[Direction]:
Please print each line of the records below without any changes.

-------- Provided data

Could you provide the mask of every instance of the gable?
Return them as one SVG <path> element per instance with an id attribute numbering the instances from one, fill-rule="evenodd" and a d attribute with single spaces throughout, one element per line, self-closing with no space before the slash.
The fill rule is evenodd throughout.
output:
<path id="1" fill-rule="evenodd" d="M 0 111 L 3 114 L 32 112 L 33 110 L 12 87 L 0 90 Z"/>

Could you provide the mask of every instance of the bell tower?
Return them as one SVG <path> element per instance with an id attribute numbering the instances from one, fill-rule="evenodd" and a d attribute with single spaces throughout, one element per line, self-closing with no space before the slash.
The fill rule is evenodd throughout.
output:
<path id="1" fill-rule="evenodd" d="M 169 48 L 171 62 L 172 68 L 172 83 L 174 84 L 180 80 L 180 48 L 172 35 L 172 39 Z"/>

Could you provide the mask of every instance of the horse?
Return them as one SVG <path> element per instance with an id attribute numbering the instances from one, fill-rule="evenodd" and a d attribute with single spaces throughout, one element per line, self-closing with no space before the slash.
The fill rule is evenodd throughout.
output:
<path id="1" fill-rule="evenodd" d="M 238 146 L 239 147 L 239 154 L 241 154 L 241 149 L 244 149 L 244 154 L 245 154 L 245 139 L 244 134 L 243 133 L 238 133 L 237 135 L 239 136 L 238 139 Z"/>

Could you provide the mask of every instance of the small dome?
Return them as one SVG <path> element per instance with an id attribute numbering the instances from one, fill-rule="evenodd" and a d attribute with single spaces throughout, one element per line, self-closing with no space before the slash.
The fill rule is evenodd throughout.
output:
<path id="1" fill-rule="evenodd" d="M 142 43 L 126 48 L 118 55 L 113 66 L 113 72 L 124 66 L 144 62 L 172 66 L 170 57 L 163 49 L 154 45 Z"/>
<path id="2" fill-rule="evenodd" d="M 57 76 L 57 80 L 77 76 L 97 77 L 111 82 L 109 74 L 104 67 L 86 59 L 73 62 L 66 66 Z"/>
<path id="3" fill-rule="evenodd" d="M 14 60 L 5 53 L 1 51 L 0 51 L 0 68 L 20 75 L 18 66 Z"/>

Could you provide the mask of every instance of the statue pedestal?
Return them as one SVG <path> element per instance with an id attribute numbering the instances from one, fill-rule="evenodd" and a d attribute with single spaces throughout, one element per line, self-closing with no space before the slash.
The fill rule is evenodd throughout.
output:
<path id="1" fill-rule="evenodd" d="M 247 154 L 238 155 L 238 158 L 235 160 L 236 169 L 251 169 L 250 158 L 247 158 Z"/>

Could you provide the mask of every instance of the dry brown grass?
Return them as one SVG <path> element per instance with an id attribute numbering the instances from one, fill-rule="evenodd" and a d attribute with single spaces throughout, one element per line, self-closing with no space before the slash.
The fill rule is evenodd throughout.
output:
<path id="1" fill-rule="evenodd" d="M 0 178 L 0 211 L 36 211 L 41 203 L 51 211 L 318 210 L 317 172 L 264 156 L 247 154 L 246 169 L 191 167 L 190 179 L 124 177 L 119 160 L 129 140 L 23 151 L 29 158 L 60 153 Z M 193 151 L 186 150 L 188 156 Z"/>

----------------

[Response to the exercise]:
Could you provide the mask of every instance of the gable?
Return them as one SVG <path> element per instance with an id attribute numbering the instances from one, fill-rule="evenodd" and a d attribute with single spaces throughout, one element per line, self-closing with no space before the slash.
The fill rule is evenodd throughout.
output:
<path id="1" fill-rule="evenodd" d="M 0 111 L 3 114 L 32 112 L 33 110 L 12 87 L 0 90 Z"/>

Could you provide the mask of every instance of the bell tower?
Return them as one SVG <path> element per instance with an id attribute numbering the instances from one, fill-rule="evenodd" and a d attribute with single spaces throughout, one element per line, self-closing with no space before the slash.
The fill rule is evenodd throughout.
output:
<path id="1" fill-rule="evenodd" d="M 169 48 L 171 62 L 172 68 L 172 83 L 174 84 L 180 80 L 180 48 L 172 35 L 172 39 Z"/>

Could you provide the mask of every instance of the horse?
Return them as one SVG <path> element per instance with an id attribute numbering the instances from one, fill-rule="evenodd" and a d attribute with single spaces throughout, one element per line, self-closing with no space before the slash.
The fill rule is evenodd throughout.
output:
<path id="1" fill-rule="evenodd" d="M 238 146 L 239 147 L 239 154 L 241 154 L 241 149 L 244 149 L 244 154 L 245 154 L 245 139 L 244 134 L 243 133 L 238 133 L 237 135 L 239 136 L 238 139 Z"/>

Could you provide the mask of every instance of the small dome?
Return them as one SVG <path> element per instance with an id attribute numbering the instances from one, fill-rule="evenodd" and a d attribute with single spaces throughout, one element per line, self-closing with no space before the slash.
The fill rule is evenodd throughout.
output:
<path id="1" fill-rule="evenodd" d="M 142 43 L 126 48 L 118 55 L 113 66 L 113 72 L 124 66 L 144 62 L 172 66 L 170 57 L 163 49 L 154 45 Z"/>
<path id="2" fill-rule="evenodd" d="M 57 76 L 57 80 L 77 76 L 97 77 L 111 82 L 109 74 L 104 67 L 86 59 L 73 62 L 66 66 Z"/>
<path id="3" fill-rule="evenodd" d="M 14 60 L 5 53 L 1 51 L 0 51 L 0 68 L 20 75 L 18 66 Z"/>

Could you provide the mask of every instance of the statue pedestal?
Return them as one SVG <path> element per instance with an id attribute numbering the instances from one, fill-rule="evenodd" and a d attribute with single spaces throughout, one element per line, self-closing with no space before the slash.
The fill rule is evenodd throughout.
output:
<path id="1" fill-rule="evenodd" d="M 247 154 L 238 155 L 238 158 L 235 160 L 236 169 L 251 169 L 250 158 L 247 158 Z"/>

Could you provide the mask of every instance of the dry brown grass?
Return them as one SVG <path> element per instance with an id attribute numbering the instances from one, fill-rule="evenodd" and a d attribute with single spaces throughout, one element per line, self-closing with no space before the slash.
The fill rule is evenodd throughout.
output:
<path id="1" fill-rule="evenodd" d="M 0 178 L 0 211 L 36 211 L 41 203 L 51 211 L 318 210 L 317 172 L 264 156 L 247 154 L 246 169 L 191 167 L 190 179 L 124 177 L 119 160 L 129 140 L 23 151 L 29 158 L 60 153 Z M 193 151 L 186 150 L 188 156 Z"/>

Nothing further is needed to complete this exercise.